### [WHAT YOU HAVE TO DO]
Starting with the line that contains "task: provide the mask of every instance of the conifer" and going on through the line that contains "143), (411, 102)]", change "conifer tree" to "evergreen tree" and give only those lines again, with everything else left the same.

### [EXERCISE INPUT]
===
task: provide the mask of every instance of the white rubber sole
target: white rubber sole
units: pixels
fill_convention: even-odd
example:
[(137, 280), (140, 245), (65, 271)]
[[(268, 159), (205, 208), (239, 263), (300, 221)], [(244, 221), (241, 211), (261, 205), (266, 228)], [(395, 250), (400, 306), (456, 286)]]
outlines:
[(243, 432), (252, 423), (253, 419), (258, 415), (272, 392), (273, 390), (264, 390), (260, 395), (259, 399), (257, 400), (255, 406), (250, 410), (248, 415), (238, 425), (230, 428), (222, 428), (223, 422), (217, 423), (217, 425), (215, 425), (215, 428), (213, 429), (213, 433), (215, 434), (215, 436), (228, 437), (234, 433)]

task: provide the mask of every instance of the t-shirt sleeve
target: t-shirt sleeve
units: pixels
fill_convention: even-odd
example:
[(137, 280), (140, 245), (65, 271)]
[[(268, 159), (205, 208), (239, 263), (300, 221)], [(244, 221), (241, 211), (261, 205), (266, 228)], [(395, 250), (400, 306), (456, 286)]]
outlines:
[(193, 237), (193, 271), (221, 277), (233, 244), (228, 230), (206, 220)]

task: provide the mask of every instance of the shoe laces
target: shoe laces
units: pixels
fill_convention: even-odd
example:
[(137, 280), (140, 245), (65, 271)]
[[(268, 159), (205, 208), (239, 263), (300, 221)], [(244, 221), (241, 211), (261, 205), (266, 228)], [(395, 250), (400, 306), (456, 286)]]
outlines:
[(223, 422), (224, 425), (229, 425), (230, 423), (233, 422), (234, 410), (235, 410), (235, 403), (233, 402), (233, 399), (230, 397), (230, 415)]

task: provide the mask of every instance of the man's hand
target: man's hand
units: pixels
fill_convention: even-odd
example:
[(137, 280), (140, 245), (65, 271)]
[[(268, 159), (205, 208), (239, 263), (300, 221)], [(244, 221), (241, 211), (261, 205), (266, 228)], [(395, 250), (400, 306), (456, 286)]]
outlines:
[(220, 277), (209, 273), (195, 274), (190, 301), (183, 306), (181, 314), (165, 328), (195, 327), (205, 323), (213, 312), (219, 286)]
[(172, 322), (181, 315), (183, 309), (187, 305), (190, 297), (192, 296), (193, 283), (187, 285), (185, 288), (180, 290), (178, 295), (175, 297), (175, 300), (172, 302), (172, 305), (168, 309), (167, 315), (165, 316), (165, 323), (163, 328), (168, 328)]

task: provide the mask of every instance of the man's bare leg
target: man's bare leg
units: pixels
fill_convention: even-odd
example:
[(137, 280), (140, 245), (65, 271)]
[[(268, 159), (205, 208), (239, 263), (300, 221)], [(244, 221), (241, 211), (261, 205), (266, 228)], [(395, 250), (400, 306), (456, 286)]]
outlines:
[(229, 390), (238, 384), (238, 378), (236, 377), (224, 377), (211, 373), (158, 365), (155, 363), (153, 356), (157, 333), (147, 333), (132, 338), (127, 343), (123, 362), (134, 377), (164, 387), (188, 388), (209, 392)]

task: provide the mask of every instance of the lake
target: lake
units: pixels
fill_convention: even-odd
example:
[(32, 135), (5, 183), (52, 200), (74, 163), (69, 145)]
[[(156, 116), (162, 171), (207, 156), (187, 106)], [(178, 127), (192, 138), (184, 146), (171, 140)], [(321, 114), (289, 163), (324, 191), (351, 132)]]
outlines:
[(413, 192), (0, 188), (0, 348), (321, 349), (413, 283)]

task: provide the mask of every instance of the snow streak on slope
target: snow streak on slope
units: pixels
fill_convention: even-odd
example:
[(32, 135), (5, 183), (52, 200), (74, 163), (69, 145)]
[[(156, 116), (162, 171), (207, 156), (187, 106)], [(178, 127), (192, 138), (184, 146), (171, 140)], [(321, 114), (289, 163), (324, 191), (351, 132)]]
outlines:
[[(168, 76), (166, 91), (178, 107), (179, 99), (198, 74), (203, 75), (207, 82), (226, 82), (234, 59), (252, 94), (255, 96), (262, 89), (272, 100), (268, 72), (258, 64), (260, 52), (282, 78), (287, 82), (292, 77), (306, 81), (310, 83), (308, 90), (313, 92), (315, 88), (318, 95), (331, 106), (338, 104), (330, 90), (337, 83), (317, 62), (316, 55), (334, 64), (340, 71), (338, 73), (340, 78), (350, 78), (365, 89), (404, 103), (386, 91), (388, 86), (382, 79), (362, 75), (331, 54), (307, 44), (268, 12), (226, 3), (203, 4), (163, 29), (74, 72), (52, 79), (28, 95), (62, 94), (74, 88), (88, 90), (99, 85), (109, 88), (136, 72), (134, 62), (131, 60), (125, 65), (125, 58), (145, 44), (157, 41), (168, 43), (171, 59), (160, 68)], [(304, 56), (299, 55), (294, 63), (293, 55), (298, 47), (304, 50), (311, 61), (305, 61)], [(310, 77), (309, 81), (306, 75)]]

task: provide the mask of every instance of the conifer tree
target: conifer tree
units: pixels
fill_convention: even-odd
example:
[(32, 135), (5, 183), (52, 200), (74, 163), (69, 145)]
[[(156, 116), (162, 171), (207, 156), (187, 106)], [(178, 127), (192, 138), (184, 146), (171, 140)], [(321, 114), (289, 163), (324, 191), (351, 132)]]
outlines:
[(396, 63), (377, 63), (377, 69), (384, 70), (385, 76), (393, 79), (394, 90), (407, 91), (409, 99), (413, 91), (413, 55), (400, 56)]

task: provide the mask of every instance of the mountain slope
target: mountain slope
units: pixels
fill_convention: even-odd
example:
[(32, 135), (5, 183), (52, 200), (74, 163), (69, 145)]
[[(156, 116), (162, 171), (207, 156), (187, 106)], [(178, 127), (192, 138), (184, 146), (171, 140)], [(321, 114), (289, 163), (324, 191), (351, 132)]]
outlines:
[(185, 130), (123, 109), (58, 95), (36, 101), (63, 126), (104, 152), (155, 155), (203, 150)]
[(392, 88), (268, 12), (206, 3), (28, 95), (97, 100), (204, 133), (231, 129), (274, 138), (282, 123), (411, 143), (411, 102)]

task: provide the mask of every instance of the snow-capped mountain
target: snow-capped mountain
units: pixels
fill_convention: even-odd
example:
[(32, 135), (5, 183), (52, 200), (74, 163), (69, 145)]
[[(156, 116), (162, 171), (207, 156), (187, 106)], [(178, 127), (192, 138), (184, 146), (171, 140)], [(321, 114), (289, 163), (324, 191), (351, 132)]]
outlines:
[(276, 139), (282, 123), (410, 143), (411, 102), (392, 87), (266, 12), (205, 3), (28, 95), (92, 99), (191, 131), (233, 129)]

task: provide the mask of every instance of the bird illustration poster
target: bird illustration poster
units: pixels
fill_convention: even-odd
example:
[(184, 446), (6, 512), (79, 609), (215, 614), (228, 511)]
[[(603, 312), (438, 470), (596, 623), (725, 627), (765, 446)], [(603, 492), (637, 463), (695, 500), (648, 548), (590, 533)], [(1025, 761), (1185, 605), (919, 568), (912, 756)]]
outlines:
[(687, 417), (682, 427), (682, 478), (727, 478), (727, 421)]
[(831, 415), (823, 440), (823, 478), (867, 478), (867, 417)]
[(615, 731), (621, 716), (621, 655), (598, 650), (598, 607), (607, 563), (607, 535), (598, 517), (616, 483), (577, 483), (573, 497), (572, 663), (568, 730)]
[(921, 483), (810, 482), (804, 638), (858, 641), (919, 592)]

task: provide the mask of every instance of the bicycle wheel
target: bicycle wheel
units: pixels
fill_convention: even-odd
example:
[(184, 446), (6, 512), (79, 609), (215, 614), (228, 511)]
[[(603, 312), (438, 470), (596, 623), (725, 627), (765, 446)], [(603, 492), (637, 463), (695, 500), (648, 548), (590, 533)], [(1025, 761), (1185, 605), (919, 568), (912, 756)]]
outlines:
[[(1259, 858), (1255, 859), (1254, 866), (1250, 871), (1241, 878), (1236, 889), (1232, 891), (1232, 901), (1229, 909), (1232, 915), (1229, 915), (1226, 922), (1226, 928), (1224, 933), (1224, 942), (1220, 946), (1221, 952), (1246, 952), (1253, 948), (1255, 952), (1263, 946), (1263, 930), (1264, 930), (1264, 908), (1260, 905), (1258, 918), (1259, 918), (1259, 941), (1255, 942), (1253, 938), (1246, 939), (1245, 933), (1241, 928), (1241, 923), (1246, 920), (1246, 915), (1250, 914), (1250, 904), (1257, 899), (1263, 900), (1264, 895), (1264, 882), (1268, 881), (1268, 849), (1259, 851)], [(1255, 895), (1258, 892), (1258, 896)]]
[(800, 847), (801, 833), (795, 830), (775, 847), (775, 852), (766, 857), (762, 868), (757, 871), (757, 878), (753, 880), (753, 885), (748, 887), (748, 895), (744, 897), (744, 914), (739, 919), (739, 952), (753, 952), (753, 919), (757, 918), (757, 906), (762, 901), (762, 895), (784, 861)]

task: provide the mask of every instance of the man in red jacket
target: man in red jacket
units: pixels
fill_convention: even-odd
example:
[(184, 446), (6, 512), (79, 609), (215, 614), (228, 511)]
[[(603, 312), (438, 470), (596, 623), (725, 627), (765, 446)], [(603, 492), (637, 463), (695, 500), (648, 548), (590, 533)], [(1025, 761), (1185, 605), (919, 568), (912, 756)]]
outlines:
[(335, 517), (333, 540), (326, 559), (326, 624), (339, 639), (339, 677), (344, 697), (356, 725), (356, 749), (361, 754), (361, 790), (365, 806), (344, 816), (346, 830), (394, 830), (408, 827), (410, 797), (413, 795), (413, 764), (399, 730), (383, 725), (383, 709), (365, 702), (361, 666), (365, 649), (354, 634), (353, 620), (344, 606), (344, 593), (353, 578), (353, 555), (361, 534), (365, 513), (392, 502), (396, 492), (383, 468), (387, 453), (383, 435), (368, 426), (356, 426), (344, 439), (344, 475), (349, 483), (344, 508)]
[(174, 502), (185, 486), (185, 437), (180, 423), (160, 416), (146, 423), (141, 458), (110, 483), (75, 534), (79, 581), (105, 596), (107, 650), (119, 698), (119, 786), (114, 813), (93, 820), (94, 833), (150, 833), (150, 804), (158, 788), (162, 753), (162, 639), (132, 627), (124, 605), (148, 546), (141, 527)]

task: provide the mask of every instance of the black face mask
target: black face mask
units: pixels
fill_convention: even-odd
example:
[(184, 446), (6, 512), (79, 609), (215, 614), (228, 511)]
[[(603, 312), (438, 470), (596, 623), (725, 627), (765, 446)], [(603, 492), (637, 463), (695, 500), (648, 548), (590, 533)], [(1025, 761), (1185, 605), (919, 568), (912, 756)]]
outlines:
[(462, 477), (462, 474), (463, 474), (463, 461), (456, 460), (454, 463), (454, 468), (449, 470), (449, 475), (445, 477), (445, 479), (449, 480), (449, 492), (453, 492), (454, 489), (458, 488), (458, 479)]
===
### [CORRECT RESULT]
task: provide the mask of every instance of the evergreen tree
target: evergreen tree
units: pixels
fill_convention: even-odd
example:
[(32, 135), (5, 183), (52, 200), (74, 163), (69, 145)]
[[(156, 116), (162, 171), (207, 156), (187, 106)], [(178, 127), (192, 138), (184, 146), (171, 140)], [(321, 114), (289, 163), (324, 191), (351, 132)]]
outlines:
[(396, 63), (377, 63), (377, 69), (384, 70), (385, 76), (393, 79), (394, 90), (407, 91), (409, 99), (413, 91), (413, 55), (400, 56)]

task: provide the mask of every instance of the mountain slope
target: mountain slope
units: pixels
fill_convention: even-odd
example:
[(32, 135), (5, 183), (52, 200), (74, 163), (69, 145)]
[[(156, 116), (162, 171), (207, 156), (187, 106)], [(178, 127), (192, 138), (184, 146), (171, 140)], [(321, 114), (289, 163), (324, 191), (351, 132)]]
outlines:
[(185, 130), (123, 109), (58, 95), (36, 101), (63, 126), (104, 152), (155, 155), (203, 150)]
[(392, 88), (268, 12), (206, 3), (28, 95), (97, 100), (204, 133), (231, 129), (274, 138), (282, 123), (411, 143), (411, 102)]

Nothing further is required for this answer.